» TRAVAIL DEMANDÉ:
1/ Dans le texte sur l'assurance invalidité et l'emploi, relevez les catégories de personnes que la question présente comme menacées d'exclusion du marché du travail.
2/ Prolongez le texte sur l'assurance invalidité et l'emploi à partir de sa dernière phrase.

─── TEXTE FOURNI

Avec la 5e révision, nous avons voulu faire de l’AI ce qu’elle devait être dès le début, soit une assurance d’intégration. Donc, nous nous sommes concentrés sur le maintien de l’emploi et non sur la suppression d’anciennes rentes. Résultat : le nombre des nouvelles rentes a diminué de moitié. Nous avons considérablement investi avec pas mal de succès dans les mesures de réinsertion professionnelle. Mais quand vous traînez une telle dette, ça ne suffit pas. Et là aussi, l’obligation d’assainir nous est imposée par la loi.

Vous avez dit que c’est le travail qui fait la richesse de notre système social. Mais que fait l’OFAS pour anticiper l’exclusion du marché du travail de nombreux jeunes parce qu’ils ne sont pas expérimentés, des femmes parce qu’elles ont des enfants et des employés de plus de 55 ans parce qu’il ne sont plus suffisamment rentables ?

Le tableau n’est pas aussi noir. Nous avons en Suisse un taux d’activité qui est l’un des plus élevés de l’OCDE. C’est vrai, avoir des enfants ça restreint la capacité de travailler des femmes. Mais pour pallier cela, nous avons lancé un programme d’accueil de la petite enfance. Grâce à ce programme, qui dure maintenant depuis huit ans, nous avons ouvert 25 000 places d’accueil dans les crèches.

──────
─── DONNÉES FOURNIES

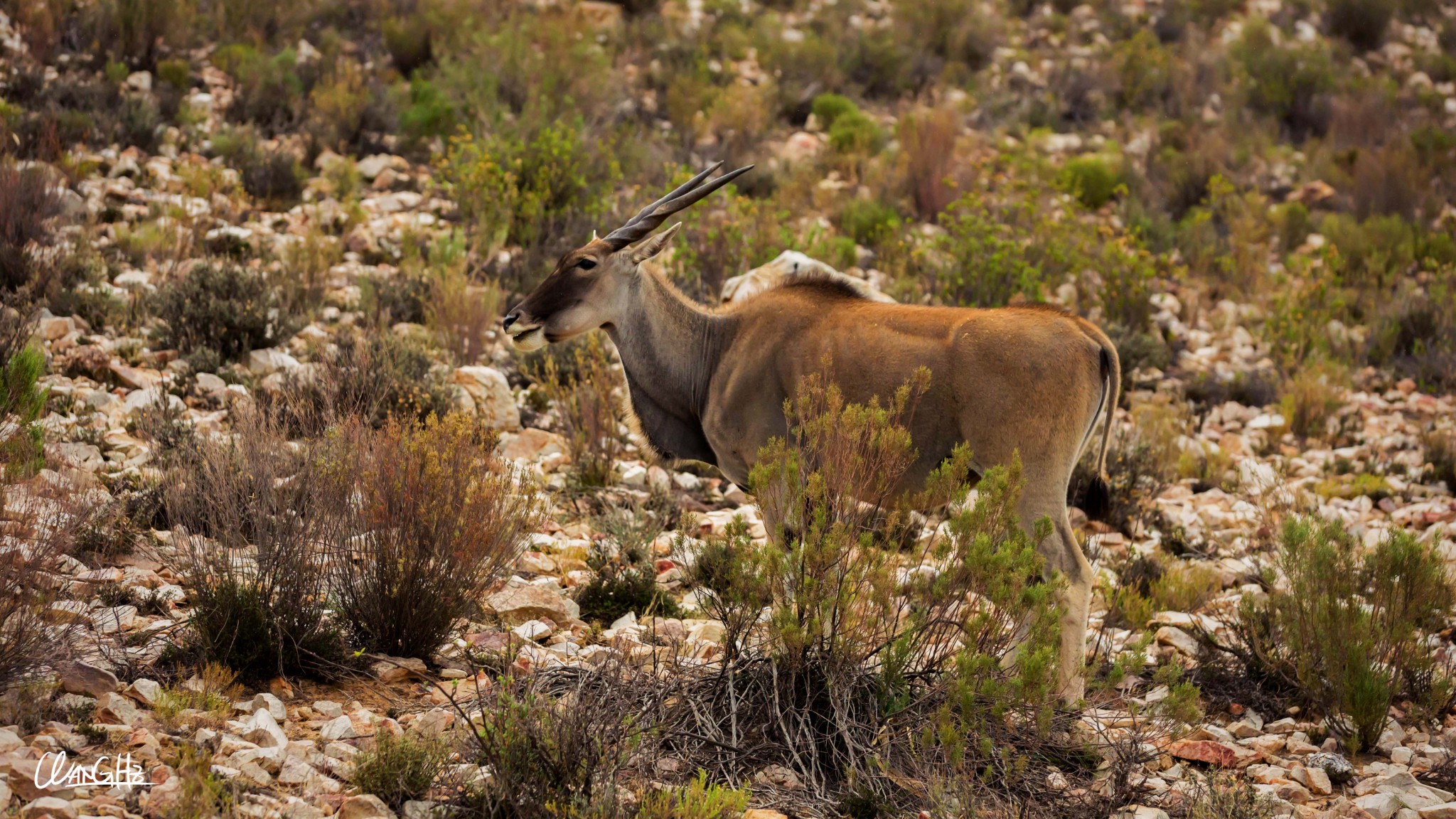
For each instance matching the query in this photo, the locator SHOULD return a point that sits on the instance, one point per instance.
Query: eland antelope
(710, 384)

──────
─── DONNÉES FOURNIES

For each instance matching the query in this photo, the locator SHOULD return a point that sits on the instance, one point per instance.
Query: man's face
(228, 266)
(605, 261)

──────
─── DONNÉES FOURNIES

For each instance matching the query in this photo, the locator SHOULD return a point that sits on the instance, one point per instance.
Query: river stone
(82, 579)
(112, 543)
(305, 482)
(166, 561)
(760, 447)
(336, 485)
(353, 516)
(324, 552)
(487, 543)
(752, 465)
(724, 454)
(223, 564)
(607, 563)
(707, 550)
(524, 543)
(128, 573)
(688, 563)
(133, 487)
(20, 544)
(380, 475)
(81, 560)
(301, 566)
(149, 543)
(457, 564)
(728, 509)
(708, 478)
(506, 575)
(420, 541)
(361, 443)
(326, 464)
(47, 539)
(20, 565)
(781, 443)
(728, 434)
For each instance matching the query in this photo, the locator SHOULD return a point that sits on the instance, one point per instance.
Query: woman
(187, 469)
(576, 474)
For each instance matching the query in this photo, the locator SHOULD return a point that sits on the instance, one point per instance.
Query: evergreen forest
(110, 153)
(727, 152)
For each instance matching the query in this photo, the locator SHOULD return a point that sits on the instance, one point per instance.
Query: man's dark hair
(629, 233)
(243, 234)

──────

» RÉPONSES ATTENDUES:
1/ Les jeunes, les femmes et les employés de plus de 55 ans.

2/
Christiane Brunner suggère d’- aménager des crèches dans les gares. Qu’en pensez-vous ?

Nous n’avons jamais reçu un projet allant dans ce sens. Ce sont principalement les communes qui nous soumettent des projets. Mais l’idée d’aménager des crèches dans les gares me paraît a priori bonne.

Et les jeunes ?

A la différence des travailleurs plus âgés, ce sont les jeunes qui ont le plus de peine à prendre pied dans le monde du travail, généralement parce qu'ils n’ont pas réussi à terminer leur formation. Le problème du chômage des jeunes, c’est la durée. La plupart trouvent un emploi après six mois. Par contre, pour les jeunes qui subissent un chômage de longue durée, c’est une autre paire de manches. La réponse à ce problème est incontestablement la formation.

Quid des plus de 55 ans qui peinent pour conserver leur emploi ?

Pour eux la réponse est également la formation. On devrait davantage se poser la question sur les mesures de formation et de reclassement professionnel après 50 ans. On a tendance à dire qu’après un certain âge, cela ne vaut plus la peine d’investir dans la formation. A mon avis c’est faux. Nous avons de plus en plus besoin de ces compétences- là.

Les employés des transports publics se plaignent d’être victimes d’actes d’incivilités, voire de violence ; est-ce que le programme de l’OFAS « Les jeunes et la violence » s’est penché sur cette problématique ?

L’objectif de ce programme est de poser les fondements pour une pratique durable de la prévention. Dans cette perspective, nous incitons les cantons et les communes à coordonner les expériences qu’ils font en matière de prévention de la violence des jeunes. Dans notre système politique fédéral, bien souvent on a tendance à ignorer ce que fait le canton voisin.

Le clivage politique gauche/ droite freine-t-il les réformes de nos assurances sociales ?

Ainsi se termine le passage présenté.